AIM 1: List every line of the entries that contains the string "front".

READING TEXT:
%%
Addressing a Serious Accusation
The actions that Founders Ministries took upon learning about the arrest of this pastor demonstrate our priorities. Likewise, the actions taken by others upon learning of this horrific crime reveal where their priorities lie.
We can see another example of one’s actions revealing their priorities in how Jared Wellman responded to this awful situation. For those unfamiliar with Wellman, he is the pastor of Tate Springs Baptist Church in Arlington, Texas. He has also been very involved in SBC politics and attempted to become the single most powerful leader in the convention.
Here is a brief rundown of Wellman’s involvement in SBC leadership:
Member of the 2020 ERLC Leadership Council under Russell Moore
Member of the SBC Resolutions Committee in 2019 (of “Resolution 9” fame), 2021, and 2020
Executive Board Member of Southern Baptists of Texas Convention, 2009-2013 and 2013-2017
Trustee at Criswell College, 2020-2021
Land Center Fellow at Southwestern Baptist Theological Seminary (SWBTS)
Adjunct Professor at SWBTS
Member of the Executive Committee (EC) of the SBC, 2015
Chairman of the SBC EC, 2022-2023
Chairman of the Cooperation Group appointed by SBC President Bart Barber, 2023-2024
Numerous people alerted me last Saturday night that Jared tried to implicate Founders Ministries in the sordid accusations against the Florida pastor because his (former) church was listed on our church search list. After linking to a story about the pastor’s arrest, Wellman posted this on X:
Why does Founders have zero accountability for churches they officially recommend as “healthy, biblically-grounded” churches while being so adamant about what kinds of churches can cooperate through the SBC?
I’m genuinely confused.
Founders’s own house is out of order.
%%
GIVEN RECORDS:
%%
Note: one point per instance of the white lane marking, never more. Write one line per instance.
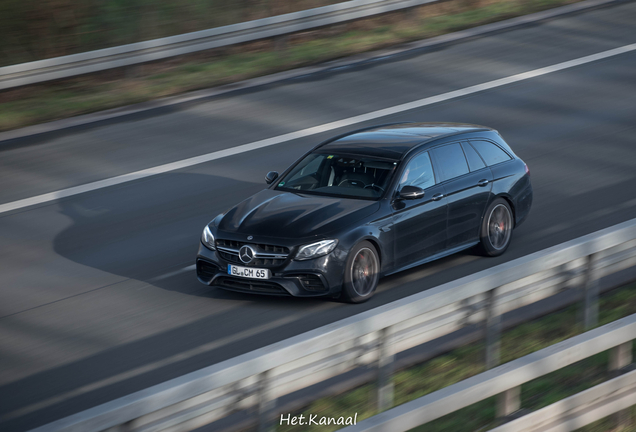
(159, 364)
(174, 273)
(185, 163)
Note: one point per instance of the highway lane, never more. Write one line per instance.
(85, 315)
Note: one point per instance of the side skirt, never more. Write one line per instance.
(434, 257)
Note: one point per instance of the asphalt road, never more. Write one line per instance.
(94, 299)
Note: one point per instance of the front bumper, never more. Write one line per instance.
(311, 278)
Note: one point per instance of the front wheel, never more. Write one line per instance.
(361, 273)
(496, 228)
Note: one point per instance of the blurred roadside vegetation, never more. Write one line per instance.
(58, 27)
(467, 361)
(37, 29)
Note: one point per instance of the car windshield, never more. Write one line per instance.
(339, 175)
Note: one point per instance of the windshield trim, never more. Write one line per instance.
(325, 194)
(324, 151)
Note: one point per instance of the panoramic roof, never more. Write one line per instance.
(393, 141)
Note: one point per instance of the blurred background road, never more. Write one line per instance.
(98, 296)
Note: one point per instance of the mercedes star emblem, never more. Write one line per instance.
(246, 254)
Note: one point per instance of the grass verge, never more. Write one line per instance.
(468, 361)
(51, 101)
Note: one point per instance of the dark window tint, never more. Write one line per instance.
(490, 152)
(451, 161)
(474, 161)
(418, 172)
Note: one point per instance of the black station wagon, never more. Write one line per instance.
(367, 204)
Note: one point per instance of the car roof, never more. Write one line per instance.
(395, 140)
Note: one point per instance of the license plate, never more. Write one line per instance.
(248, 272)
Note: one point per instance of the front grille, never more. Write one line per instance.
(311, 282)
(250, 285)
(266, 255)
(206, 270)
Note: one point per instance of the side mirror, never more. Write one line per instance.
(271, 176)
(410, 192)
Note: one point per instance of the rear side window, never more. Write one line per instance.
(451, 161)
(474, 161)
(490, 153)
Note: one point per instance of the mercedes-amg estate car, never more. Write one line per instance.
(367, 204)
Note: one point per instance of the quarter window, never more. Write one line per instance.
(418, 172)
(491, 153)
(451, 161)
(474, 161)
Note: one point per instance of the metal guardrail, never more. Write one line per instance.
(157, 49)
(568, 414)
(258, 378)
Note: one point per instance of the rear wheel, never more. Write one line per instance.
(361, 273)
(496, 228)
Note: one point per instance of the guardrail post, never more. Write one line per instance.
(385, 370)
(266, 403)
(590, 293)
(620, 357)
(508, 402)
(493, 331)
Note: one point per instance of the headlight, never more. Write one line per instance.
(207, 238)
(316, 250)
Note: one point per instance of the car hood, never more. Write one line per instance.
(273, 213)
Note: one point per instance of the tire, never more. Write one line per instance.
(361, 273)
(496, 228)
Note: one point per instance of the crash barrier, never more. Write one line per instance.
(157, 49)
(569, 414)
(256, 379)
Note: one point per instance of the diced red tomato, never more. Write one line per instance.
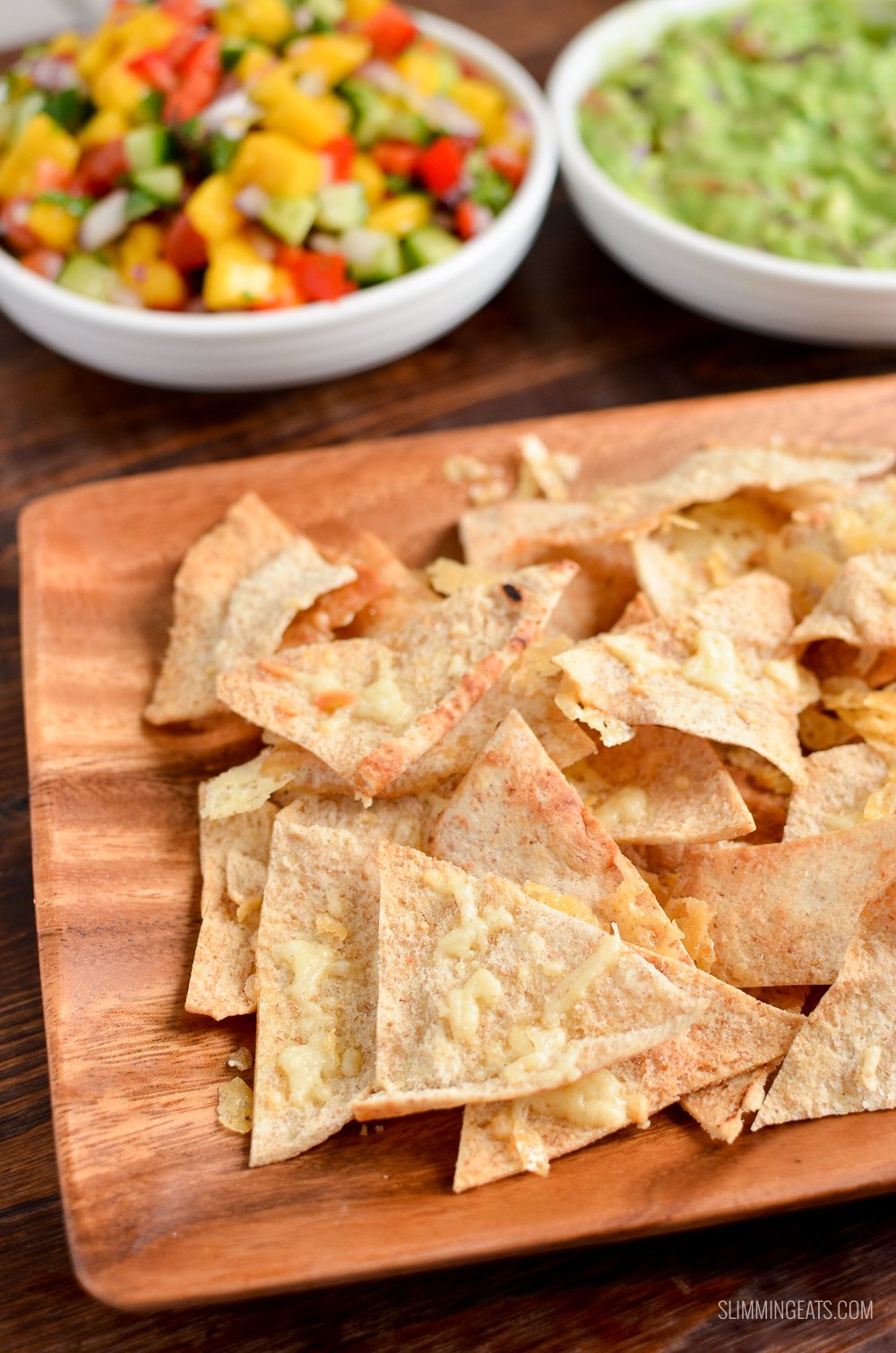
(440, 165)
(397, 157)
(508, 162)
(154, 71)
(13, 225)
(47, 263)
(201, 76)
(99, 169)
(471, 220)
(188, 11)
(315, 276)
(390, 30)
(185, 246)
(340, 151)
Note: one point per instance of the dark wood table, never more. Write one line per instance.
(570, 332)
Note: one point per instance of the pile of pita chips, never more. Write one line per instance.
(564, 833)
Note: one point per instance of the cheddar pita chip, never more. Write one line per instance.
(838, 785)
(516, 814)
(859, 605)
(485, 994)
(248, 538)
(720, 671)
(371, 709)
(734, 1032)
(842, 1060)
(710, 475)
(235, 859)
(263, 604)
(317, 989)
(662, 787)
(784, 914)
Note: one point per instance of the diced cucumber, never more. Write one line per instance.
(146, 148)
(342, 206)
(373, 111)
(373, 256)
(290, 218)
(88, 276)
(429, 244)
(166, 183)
%%
AIM 2: According to the passage about Jared Wellman, which church does he pastor?

SOLUTION 1:
Note: one point per instance of the front bumper, never more. Write one line per instance.
Note: one point per instance of the front wheel, never more. Write one line per instance.
Note: one point per instance of the front grille, never more. Write one line per instance.

SOLUTION 2: Tate Springs Baptist Church in Arlington, Texas.